> **What you need to do**: Reproduce each of the lines word for word.

## Begin Supplied entries

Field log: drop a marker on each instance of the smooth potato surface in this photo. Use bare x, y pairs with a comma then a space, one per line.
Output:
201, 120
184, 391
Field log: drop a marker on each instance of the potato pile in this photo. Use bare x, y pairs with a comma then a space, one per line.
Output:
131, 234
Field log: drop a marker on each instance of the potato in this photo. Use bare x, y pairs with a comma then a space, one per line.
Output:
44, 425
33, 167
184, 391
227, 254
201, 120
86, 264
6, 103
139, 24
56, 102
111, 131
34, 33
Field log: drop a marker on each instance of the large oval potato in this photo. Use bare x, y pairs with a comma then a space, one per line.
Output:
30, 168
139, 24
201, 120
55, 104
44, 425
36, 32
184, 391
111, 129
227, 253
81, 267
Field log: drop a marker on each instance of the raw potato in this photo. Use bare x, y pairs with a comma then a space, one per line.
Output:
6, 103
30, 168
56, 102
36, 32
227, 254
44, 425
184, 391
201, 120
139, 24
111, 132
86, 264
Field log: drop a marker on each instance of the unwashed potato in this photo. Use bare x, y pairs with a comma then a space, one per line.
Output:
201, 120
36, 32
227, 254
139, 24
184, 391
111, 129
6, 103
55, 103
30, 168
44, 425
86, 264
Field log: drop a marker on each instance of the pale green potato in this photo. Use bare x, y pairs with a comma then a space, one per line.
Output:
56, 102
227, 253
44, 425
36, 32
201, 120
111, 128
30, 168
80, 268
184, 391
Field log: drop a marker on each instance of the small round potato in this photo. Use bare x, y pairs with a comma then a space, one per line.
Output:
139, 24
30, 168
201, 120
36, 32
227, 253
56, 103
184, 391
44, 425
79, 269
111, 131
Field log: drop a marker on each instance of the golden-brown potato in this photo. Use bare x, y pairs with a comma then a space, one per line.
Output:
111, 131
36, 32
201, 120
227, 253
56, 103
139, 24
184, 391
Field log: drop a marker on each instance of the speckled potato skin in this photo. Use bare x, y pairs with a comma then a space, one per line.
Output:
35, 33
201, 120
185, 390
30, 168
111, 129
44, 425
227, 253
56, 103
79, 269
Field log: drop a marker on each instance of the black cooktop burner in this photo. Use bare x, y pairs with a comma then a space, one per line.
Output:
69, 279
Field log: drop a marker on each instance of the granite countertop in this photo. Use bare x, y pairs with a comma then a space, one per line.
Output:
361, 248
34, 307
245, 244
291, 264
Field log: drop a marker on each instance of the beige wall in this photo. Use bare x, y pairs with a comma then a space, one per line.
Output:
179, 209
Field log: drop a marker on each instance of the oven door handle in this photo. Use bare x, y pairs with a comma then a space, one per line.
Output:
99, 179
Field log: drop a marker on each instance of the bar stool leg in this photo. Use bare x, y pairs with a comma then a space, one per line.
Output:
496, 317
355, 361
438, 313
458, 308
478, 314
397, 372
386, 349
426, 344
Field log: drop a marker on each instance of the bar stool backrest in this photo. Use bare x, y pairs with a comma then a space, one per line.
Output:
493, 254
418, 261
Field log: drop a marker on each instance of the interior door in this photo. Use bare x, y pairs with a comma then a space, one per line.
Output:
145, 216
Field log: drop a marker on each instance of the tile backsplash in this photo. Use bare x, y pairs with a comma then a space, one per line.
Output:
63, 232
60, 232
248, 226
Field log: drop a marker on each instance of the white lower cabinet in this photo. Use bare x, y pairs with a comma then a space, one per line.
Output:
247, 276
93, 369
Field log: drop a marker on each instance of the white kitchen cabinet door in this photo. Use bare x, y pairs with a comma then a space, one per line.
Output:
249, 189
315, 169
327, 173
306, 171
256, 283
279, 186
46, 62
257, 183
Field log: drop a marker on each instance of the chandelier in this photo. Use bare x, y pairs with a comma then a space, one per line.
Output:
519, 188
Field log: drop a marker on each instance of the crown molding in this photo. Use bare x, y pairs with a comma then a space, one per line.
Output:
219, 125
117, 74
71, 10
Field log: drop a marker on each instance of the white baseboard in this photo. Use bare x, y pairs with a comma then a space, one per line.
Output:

## End Supplied entries

> **Written solution**:
Field log: drop a marker on each instance of the smooth potato surface in this photo. Use bare x, y pairs with a comma then a space, one per line.
Output:
201, 120
184, 391
Field log: drop a marker on each instance of the potato pile in this photo. Use bare x, y pairs with a comma then a space, one per line.
Output:
131, 234
Field log: drop a marker on each instance of the potato in this photo. Use bare x, y pairs with a comma then a space, one per line.
Output:
44, 425
33, 167
184, 391
227, 254
201, 120
86, 264
6, 103
139, 24
56, 102
111, 131
34, 33
Field log: drop a marker on each instance of the large oval potato in this photo. Use bare x, y pairs with a comma then a space, one per line.
Output:
30, 168
139, 24
201, 120
55, 104
44, 425
36, 32
184, 391
111, 129
227, 253
81, 267
Field log: drop a marker on each instance of the raw potato in this photo. Use bare x, y pairs with a comma then a space, one per line.
Output:
6, 103
30, 168
56, 102
36, 32
227, 254
44, 425
184, 391
201, 120
139, 24
111, 132
86, 264
Field log: drop a marker on each instance of the unwashed potato in this photo. Use bare x, y pairs with a comma then a space, one per line.
Output:
201, 120
36, 32
227, 254
139, 24
184, 391
111, 129
6, 103
55, 103
30, 168
44, 425
86, 264
Field log: drop a marker on each instance of the pale green potato in this photo. Use bare x, y pairs with a comma then a space, one per line.
Output:
56, 102
227, 253
44, 425
36, 32
201, 120
111, 128
30, 168
80, 268
184, 391
Field log: drop a marker on each instance of the small round potato in this photo. Use bare x, y pairs with a comma then a space, one per line.
Output:
139, 24
30, 168
201, 120
36, 32
227, 253
56, 103
184, 391
44, 425
79, 269
111, 131
Field log: drop a marker on each instance of the golden-brown potato in this photo. Use bare x, y pairs with a comma then a space, one per line.
Output:
111, 131
36, 32
201, 120
227, 253
56, 103
139, 24
184, 391
Field log: drop a marker on each instance of the speckled potato skin in this photo. Use bare x, y pairs with a comma then a space, one per line.
Output:
35, 33
201, 120
185, 390
30, 168
111, 129
44, 425
227, 253
56, 103
79, 269
Field log: drop a marker on each instance of the black cooktop burner in this photo. Use bare x, y pairs with a comma then a space, one per line.
Output:
69, 279
Field log: drop a marker on each instance of the granite countertop in this photo. Use bare x, y pairs with a comma then a space, one per line.
Output:
361, 248
34, 307
245, 244
291, 264
Field log: drop a marker on each instance of the beige wall in this photo. Use bare x, y pairs with a comma then a space, one per line.
Output:
179, 209
Field log: drop a marker on each instance of the oven door handle in this photo. Use bare x, y pairs with a comma then a space, one per line.
Output:
99, 179
Field log: drop a marker on each instance of the bar stool leg in this photo. Use bare x, y pairs with a comma then a space, one per line.
Output:
496, 317
355, 361
438, 313
458, 308
478, 314
397, 372
386, 349
426, 344
Field log: drop a marker on each instance of the bar stool backrest in this photo. Use bare x, y pairs with a comma then a space, one per line.
Output:
493, 254
418, 261
Field log: drop a marker on each instance of the interior door in this photo. Use bare x, y pairs with a comma then a space, one per line.
Output:
145, 216
Field log: drop a marker on each instance of the tile backsplash in this photo. Use bare x, y pairs with a comma then a space, one per line.
Output:
63, 232
60, 232
248, 226
Field log: drop a marker on each instance of the white lower cabinet in this photo. Use bare x, y pairs with a comma then a space, one per line.
Output:
247, 276
93, 369
Field log: drop a marker on each instance of the white kitchen cabinet door in this photo. Use bare x, y pairs with a comma then a space, one per line.
Output:
249, 189
315, 169
327, 173
306, 171
256, 283
279, 186
46, 62
257, 183
Field log: drop a marker on each instance of the chandelier in this photo. Use bare x, y pairs with a comma then a space, one per line.
Output:
519, 188
Field log: drop a marker on each instance of the crown molding in this photo. Use bare x, y pairs with a comma then a space, one per line.
Output:
219, 125
117, 74
71, 10
Field log: drop a marker on each instance of the white baseboard in this photo. Use bare x, y pairs with a comma then a space, one per line.
Output:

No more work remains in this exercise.